_Requirements_
Please gather every line in the listing below that contains the word "water", copying each one out. Case counts when matching.

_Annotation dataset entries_
- - - -
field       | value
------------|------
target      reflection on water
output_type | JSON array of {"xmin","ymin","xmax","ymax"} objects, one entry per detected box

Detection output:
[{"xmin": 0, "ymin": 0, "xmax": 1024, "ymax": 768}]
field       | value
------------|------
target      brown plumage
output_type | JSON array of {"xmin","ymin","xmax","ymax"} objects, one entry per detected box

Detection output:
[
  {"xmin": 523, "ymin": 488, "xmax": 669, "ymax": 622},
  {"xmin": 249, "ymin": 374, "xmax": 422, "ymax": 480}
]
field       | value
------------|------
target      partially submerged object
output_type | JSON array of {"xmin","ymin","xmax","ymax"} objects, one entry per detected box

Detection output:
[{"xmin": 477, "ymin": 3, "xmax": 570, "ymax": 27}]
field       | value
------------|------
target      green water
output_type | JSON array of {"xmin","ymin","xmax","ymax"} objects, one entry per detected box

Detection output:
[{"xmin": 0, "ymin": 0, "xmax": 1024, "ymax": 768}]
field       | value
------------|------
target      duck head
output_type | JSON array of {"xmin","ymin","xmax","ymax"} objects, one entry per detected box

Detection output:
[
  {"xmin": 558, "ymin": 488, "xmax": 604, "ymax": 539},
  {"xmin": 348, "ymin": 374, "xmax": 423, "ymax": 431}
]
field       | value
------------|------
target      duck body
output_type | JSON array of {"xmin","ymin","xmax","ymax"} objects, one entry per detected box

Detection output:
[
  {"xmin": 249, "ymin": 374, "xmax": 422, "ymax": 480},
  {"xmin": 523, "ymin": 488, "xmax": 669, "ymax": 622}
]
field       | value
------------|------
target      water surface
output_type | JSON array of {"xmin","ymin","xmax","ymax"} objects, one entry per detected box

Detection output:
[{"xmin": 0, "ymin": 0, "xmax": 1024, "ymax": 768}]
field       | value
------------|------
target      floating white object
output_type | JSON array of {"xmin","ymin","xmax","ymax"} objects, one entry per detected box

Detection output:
- - - -
_Task response_
target      reflection on water
target      green water
target      water surface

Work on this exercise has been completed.